> _Rows from a dataset_:
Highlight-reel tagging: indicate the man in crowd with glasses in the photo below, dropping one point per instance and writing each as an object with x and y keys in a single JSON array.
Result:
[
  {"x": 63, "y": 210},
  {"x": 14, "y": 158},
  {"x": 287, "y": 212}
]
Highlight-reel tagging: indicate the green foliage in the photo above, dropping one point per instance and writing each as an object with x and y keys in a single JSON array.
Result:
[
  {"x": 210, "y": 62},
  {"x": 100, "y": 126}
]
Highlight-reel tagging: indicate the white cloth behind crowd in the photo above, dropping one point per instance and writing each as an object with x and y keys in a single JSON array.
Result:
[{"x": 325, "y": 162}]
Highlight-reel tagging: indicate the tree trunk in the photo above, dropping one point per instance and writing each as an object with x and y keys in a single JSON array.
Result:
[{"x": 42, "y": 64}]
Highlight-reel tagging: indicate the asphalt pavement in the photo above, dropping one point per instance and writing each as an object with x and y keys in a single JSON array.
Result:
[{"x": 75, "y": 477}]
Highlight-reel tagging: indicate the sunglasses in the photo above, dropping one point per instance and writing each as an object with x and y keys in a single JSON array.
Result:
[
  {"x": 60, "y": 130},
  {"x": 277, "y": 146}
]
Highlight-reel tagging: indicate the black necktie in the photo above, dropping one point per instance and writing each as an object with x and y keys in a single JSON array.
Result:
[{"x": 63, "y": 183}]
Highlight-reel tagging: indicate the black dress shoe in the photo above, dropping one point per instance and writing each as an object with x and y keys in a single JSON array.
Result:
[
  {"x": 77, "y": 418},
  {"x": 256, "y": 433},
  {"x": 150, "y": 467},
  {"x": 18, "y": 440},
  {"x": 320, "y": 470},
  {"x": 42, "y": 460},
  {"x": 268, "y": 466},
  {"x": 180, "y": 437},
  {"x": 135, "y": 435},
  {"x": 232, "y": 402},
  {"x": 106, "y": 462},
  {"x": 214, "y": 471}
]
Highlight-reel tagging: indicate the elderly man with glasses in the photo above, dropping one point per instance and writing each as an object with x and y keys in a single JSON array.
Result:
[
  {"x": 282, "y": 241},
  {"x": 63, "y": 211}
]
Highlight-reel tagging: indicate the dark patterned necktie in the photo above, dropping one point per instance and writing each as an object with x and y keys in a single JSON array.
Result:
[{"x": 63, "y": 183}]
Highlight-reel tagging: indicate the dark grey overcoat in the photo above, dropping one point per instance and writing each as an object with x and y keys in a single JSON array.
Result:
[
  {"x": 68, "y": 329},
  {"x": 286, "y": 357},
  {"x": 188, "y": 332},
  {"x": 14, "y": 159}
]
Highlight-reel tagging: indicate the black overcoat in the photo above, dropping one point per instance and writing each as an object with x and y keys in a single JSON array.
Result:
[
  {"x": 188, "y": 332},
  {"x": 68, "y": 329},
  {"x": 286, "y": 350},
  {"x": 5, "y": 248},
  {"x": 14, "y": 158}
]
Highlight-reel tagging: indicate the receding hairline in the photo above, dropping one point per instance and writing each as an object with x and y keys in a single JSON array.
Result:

> _EXERCISE DESCRIPTION_: Extract, verbatim, the lines from the one containing "Highlight-reel tagging: indicate the black overcoat" through the last line of the listing above.

> _FULL RESPONSE_:
Highlight-reel tagging: indicate the black overcoat in the photo above, dropping one point per instance and writing each as an object with x and y keys in a single JSON array.
Result:
[
  {"x": 188, "y": 332},
  {"x": 68, "y": 329},
  {"x": 286, "y": 350},
  {"x": 5, "y": 248},
  {"x": 14, "y": 158}
]
Highlight-reel tagging: indicate the receding hairline in the photo above, dropping one point per instance and writing each as an object with x and y keys in a single JSON array.
Result:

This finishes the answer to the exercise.